(Dataset excerpts)
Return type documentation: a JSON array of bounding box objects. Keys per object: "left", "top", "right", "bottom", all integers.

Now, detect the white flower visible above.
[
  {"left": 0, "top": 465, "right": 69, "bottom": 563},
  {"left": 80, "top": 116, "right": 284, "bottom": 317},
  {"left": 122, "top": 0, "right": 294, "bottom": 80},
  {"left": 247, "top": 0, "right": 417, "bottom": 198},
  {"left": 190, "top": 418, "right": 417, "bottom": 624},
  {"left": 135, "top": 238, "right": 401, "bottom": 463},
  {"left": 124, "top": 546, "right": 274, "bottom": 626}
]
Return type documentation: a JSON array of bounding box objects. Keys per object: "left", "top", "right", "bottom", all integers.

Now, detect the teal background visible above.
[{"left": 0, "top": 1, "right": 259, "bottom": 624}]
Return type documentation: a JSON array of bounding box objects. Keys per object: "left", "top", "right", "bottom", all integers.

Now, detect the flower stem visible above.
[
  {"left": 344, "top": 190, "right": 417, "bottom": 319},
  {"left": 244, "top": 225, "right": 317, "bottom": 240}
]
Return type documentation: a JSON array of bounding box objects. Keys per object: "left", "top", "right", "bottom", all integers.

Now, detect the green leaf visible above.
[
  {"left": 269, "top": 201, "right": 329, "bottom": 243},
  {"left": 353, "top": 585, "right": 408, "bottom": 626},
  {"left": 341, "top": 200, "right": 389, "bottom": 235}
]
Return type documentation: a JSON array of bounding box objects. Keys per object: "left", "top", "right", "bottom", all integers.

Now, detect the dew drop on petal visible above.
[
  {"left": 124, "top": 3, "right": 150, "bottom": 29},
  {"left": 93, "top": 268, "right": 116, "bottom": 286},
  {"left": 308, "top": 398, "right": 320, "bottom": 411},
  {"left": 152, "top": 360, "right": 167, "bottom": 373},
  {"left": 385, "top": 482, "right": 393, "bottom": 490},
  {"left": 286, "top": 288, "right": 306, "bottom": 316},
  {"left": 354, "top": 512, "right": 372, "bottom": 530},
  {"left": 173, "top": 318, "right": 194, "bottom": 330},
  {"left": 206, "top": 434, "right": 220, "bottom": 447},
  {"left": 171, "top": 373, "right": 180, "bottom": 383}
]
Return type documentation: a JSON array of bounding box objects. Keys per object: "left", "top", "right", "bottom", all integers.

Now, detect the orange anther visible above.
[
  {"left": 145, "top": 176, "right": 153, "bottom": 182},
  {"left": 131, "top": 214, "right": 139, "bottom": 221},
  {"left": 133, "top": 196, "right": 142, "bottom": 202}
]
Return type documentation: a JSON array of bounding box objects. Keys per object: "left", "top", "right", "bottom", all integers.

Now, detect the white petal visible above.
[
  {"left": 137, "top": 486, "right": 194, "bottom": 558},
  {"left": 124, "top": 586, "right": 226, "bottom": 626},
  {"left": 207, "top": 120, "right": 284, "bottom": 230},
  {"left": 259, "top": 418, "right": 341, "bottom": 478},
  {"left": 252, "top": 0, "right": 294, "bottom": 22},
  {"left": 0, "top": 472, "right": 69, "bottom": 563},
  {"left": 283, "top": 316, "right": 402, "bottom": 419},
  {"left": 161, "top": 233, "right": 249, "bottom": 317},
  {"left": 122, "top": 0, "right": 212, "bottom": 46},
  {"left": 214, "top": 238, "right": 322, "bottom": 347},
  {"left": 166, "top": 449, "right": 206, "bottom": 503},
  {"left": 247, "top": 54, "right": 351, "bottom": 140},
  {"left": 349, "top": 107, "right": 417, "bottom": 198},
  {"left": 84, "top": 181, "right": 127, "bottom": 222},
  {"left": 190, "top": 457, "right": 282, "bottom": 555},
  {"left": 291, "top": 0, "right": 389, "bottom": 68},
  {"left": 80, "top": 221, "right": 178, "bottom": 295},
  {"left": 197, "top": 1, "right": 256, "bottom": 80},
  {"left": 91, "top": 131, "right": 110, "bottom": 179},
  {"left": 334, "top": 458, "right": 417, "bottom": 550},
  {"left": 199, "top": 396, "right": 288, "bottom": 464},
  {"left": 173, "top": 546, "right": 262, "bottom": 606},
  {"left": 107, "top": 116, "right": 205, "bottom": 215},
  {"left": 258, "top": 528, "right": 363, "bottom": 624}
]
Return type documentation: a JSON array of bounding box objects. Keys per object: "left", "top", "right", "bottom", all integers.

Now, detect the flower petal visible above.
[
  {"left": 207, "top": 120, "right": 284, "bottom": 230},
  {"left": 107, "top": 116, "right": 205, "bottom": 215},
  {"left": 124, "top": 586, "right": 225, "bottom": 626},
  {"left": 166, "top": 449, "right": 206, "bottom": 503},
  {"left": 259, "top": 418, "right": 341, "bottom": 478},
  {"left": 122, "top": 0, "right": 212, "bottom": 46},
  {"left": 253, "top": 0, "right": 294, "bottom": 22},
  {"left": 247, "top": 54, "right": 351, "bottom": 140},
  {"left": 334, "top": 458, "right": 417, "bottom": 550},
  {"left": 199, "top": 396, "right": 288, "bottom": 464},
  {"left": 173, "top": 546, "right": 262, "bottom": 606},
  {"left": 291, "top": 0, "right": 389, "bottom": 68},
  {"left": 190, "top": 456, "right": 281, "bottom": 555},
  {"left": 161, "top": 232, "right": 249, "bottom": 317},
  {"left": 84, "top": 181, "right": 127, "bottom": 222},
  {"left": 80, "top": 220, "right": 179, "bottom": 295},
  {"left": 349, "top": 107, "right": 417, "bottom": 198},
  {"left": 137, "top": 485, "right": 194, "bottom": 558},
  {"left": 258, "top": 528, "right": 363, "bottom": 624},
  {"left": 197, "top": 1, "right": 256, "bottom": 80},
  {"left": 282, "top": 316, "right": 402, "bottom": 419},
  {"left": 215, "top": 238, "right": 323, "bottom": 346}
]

REQUIRED WORK:
Would you please reproduce all of the lines above exactly?

SOLVED EXERCISE:
Return type documentation: a JSON array of bounding box objects. Keys per object: "left", "top", "right", "bottom", all integers.

Now, detect the white flower visible above.
[
  {"left": 0, "top": 465, "right": 69, "bottom": 563},
  {"left": 80, "top": 116, "right": 284, "bottom": 317},
  {"left": 122, "top": 0, "right": 294, "bottom": 80},
  {"left": 247, "top": 0, "right": 417, "bottom": 198},
  {"left": 190, "top": 418, "right": 417, "bottom": 624},
  {"left": 135, "top": 238, "right": 401, "bottom": 463},
  {"left": 124, "top": 546, "right": 274, "bottom": 626}
]
Return type documentation: a JSON array of bounding box objects. Keys per object: "left", "top", "right", "bottom", all integers.

Now, detect the teal background visible above.
[{"left": 0, "top": 1, "right": 259, "bottom": 624}]
Return type documentation: a JSON array of bounding box objects. Keys per object: "left", "top", "right", "bottom", all integers.

Now, detect the flower stem visible above.
[
  {"left": 344, "top": 190, "right": 417, "bottom": 319},
  {"left": 244, "top": 225, "right": 317, "bottom": 240}
]
Return type documentation: a JSON array of bounding box objects. Keys per object: "left", "top", "right", "bottom", all integers.

Now, detect the green leaf visible above.
[
  {"left": 269, "top": 201, "right": 329, "bottom": 243},
  {"left": 353, "top": 585, "right": 408, "bottom": 626},
  {"left": 341, "top": 200, "right": 389, "bottom": 235}
]
Return type documentation: a JSON array of bounding box objects. Keys per object: "left", "top", "right", "bottom", all integers.

Now, detect the dew drop on petal visible above.
[
  {"left": 124, "top": 3, "right": 150, "bottom": 29},
  {"left": 93, "top": 268, "right": 116, "bottom": 286},
  {"left": 308, "top": 398, "right": 320, "bottom": 411},
  {"left": 152, "top": 360, "right": 167, "bottom": 373},
  {"left": 385, "top": 482, "right": 393, "bottom": 490},
  {"left": 286, "top": 288, "right": 306, "bottom": 316},
  {"left": 354, "top": 512, "right": 372, "bottom": 530},
  {"left": 173, "top": 318, "right": 194, "bottom": 330},
  {"left": 206, "top": 434, "right": 220, "bottom": 447},
  {"left": 171, "top": 373, "right": 180, "bottom": 383}
]
Return type documentation: a JSON array of bounding box objects. Keys per object: "left", "top", "right", "bottom", all integers.

Now, detect the orange anther visible above.
[
  {"left": 145, "top": 176, "right": 153, "bottom": 182},
  {"left": 131, "top": 214, "right": 139, "bottom": 221},
  {"left": 133, "top": 196, "right": 142, "bottom": 202}
]
Return type documentation: a JSON array of bounding box objects. Keys per object: "left", "top", "right", "bottom", all integers.

Now, detect the white petal visible above.
[
  {"left": 137, "top": 486, "right": 194, "bottom": 558},
  {"left": 124, "top": 586, "right": 226, "bottom": 626},
  {"left": 207, "top": 120, "right": 284, "bottom": 230},
  {"left": 259, "top": 418, "right": 341, "bottom": 478},
  {"left": 252, "top": 0, "right": 294, "bottom": 22},
  {"left": 0, "top": 472, "right": 69, "bottom": 563},
  {"left": 283, "top": 316, "right": 402, "bottom": 419},
  {"left": 161, "top": 233, "right": 249, "bottom": 317},
  {"left": 122, "top": 0, "right": 212, "bottom": 46},
  {"left": 214, "top": 238, "right": 322, "bottom": 347},
  {"left": 166, "top": 449, "right": 206, "bottom": 503},
  {"left": 247, "top": 54, "right": 351, "bottom": 140},
  {"left": 349, "top": 107, "right": 417, "bottom": 198},
  {"left": 84, "top": 181, "right": 127, "bottom": 222},
  {"left": 190, "top": 457, "right": 282, "bottom": 555},
  {"left": 291, "top": 0, "right": 389, "bottom": 68},
  {"left": 80, "top": 221, "right": 178, "bottom": 295},
  {"left": 197, "top": 1, "right": 256, "bottom": 80},
  {"left": 91, "top": 131, "right": 110, "bottom": 179},
  {"left": 334, "top": 458, "right": 417, "bottom": 550},
  {"left": 199, "top": 396, "right": 288, "bottom": 464},
  {"left": 173, "top": 546, "right": 262, "bottom": 606},
  {"left": 107, "top": 116, "right": 205, "bottom": 215},
  {"left": 258, "top": 528, "right": 363, "bottom": 624}
]
Return type documentation: a JSON array of bounding box objects. Keys per object: "left", "top", "right", "bottom", all integers.

Now, detect the flower petal visible above.
[
  {"left": 207, "top": 120, "right": 284, "bottom": 230},
  {"left": 107, "top": 116, "right": 205, "bottom": 215},
  {"left": 124, "top": 586, "right": 225, "bottom": 626},
  {"left": 166, "top": 449, "right": 206, "bottom": 503},
  {"left": 259, "top": 418, "right": 341, "bottom": 478},
  {"left": 122, "top": 0, "right": 212, "bottom": 46},
  {"left": 253, "top": 0, "right": 294, "bottom": 22},
  {"left": 247, "top": 54, "right": 351, "bottom": 140},
  {"left": 334, "top": 458, "right": 417, "bottom": 550},
  {"left": 199, "top": 396, "right": 288, "bottom": 464},
  {"left": 173, "top": 546, "right": 262, "bottom": 606},
  {"left": 291, "top": 0, "right": 389, "bottom": 68},
  {"left": 190, "top": 456, "right": 281, "bottom": 555},
  {"left": 161, "top": 232, "right": 249, "bottom": 317},
  {"left": 84, "top": 181, "right": 127, "bottom": 222},
  {"left": 80, "top": 220, "right": 179, "bottom": 295},
  {"left": 349, "top": 107, "right": 417, "bottom": 198},
  {"left": 137, "top": 485, "right": 194, "bottom": 558},
  {"left": 258, "top": 528, "right": 363, "bottom": 624},
  {"left": 197, "top": 1, "right": 256, "bottom": 80},
  {"left": 282, "top": 316, "right": 402, "bottom": 419},
  {"left": 215, "top": 238, "right": 323, "bottom": 346}
]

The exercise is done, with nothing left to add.